= Source extract =
My short answer is always – there are no rollbacks, we only go forward.  Jeff’s 
answer is much more complete and technically precise. You *could* rollback a 
few nodes (depending on topology) by just replacing them as if they had died.

I always upgrade all nodes (the binaries) as quickly as possible (but, one node 
at a time). The application stays up, stays happy, and my customers love 
“always up” Cassandra. I have clusters where we have done 3 or more major 
upgrades with 0 downtime for the application. One of the best things about 
supporting Cassandra! One node at a time upgrades can also be automated (which 
we have done).

After upgrading binaries on all nodes, I execute upgradesstables on groups of 
nodes (depending on load, hardware, cluster size, etc.). Reasoning: You cannot 
do any streaming operations (bootstrap, repairs) in a mixed-version cluster 
(except for maybe very minor version upgrades).


Sean Durity
From: shalom sagges [mailto:shalomsag...@gmail.com]
Sent: Wednesday, February 28, 2018 3:54 AM
To: user@cassandra.apache.org
Subject: [EXTERNAL] Re: Version Rollback

These are really good directions. Thanks a lot everyone!
@Kenneth - The cluster is comprised of 44 nodes, version 2.0.14, ~2.5TB of data 
per node. It's gonna be a major version upgrade (or upgrades to be exact... 
version 3.x is the target).

@Jeff, I have a passive DC. What if I upgrade the passive DC and if all goes 
well, move the applications to work with the passive DC and then upgrade the 
active DC. Is this doable?
Also, Would you suggest to upgrade one node (binaries), upgrade the SSTables 
and move to the second node, and then third etc, or first upgrade binaries to 
all nodes, and only then start with the SSTables upgrade?
Thanks!


On Tue, Feb 27, 2018 at 7:47 PM, Jeff Jirsa 
<jji...@gmail.com<mailto:jji...@gmail.com>> wrote:
MOST minor versions support rollback - the exceptions are those where internode 
protocol changes (3.0.14 being the only one in recent memory), or where sstable 
format changes (again rare). No major versions support rollback - the only way 
to do it is to upgrade in a way that you can effectively reinstall the old 
version without data loss.

The steps usually look like:

Test in a lab
Test in a lab again
Test in a lab a few more times
Snapshot everything

If you have a passive data center:
- upgrade one instance
- check to see if it’s happy
- upgrade another
- check to see if it’s happy
- continue until the passive dc is done
- if at any point they’re unhappy rebuild (wipe and restream the old version) 
the dc from the active dc

On the active DCs, you’ll want to canary it one replica at a time so you can 
treat a failed upgrade like a bad disk:
- upgrade one instance
- check if it’s happy; if it’s not treat it like a failed disk and replace it 
with the old version
- if you’re using single token, do another instance in a different replica set, 
repeat until you’re out of different replicas.
- if you’re using vnodes but a rack aware snitch and have more racks than your 
RF, do another instance in the same rack as the canary, repeat until you’re out 
of instances in that rack

This is typically your point of no return - as soon as you have two replicas in 
the new version there’s no more rollback practical.

= Data lines =
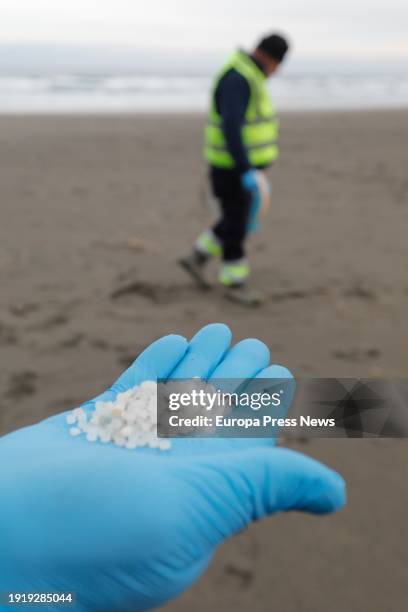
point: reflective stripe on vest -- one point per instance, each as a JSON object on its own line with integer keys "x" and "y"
{"x": 260, "y": 130}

= What you need to do =
1. In the Cassandra upgrade thread, which recent minor version is named as the only one that did not support rollback because of an internode protocol change?
2. Continue the Cassandra upgrade thread from the point where it ends.
The data is not used for any of the work here.

= Answers by task =
1. Version 3.0.14.

2.
--
Jeff Jirsa


On Feb 27, 2018, at 9:22 AM, Carl Mueller 
<carl.muel...@smartthings.com<mailto:carl.muel...@smartthings.com>> wrote:
My speculation is that IF (bigif) the sstable formats are compatible between 
the versions, which probably isn't the case for major versions, then you could 
drop back.

If the sstables changed format, then you'll probably need to figure out how to 
rewrite the sstables in the older format and then sstableloader them in the 
older-version cluster if need be. Alas, while there is an sstable upgrader, 
there isn't a downgrader AFAIK.

And I don't have an intimate view of version-by-version sstable format changes 
and compatibilities. You'd probably need to check the upgrade instructions 
(which you presumably did if you're upgrading versions) to tell.

Basically, version rollback is pretty unlikely to be done.

The OTHER option:

1) build a new cluster with the new version, no new data.

2) code your driver interfaces to interface with both clusters. Write to both, 
but read preferentially from the new, then fall through to the old. Yes, that 
gets hairy on multiple row queries. Port your data with sstable loading from 
the old to the new gradually.

When you've done a full load of all the data from old to new, and you're 
satisfied with the new cluster stability, retire the old cluster.

For merging two multirow sets you'll probably need your multirow queries to 
return the partition hash value (or extract the code that generates the hash), 
and have two simulaneous java-driver ResultSets going, and merge their results, 
providing the illusion of a single database query. You'll need to pay attention 
to both the row key ordering and column key ordering to ensure the combined 
results are properly ordered.

Writes will be slowed by the double-writes, reads you'll be bound by the worse 
performing cluster.

On Tue, Feb 27, 2018 at 8:23 AM, Kenneth Brotman 
<kenbrot...@yahoo.com.invalid<mailto:kenbrot...@yahoo.com.invalid>> wrote:
Could you tell us the size and configuration of your Cassandra cluster?

Kenneth Brotman

From: shalom sagges 
[mailto:shalomsag...@gmail.com<mailto:shalomsag...@gmail.com>]
Sent: Tuesday, February 27, 2018 6:19 AM
To: user@cassandra.apache.org<mailto:user@cassandra.apache.org>
Subject: Version Rollback

Hi All,
I'm planning to upgrade my C* cluster to version 3.x and was wondering what's 
the best way to perform a rollback if need be.
If I used snapshot restoration, I would be facing data loss, depends when I 
took the snapshot (i.e. a rollback might be required after upgrading half the 
cluster for example).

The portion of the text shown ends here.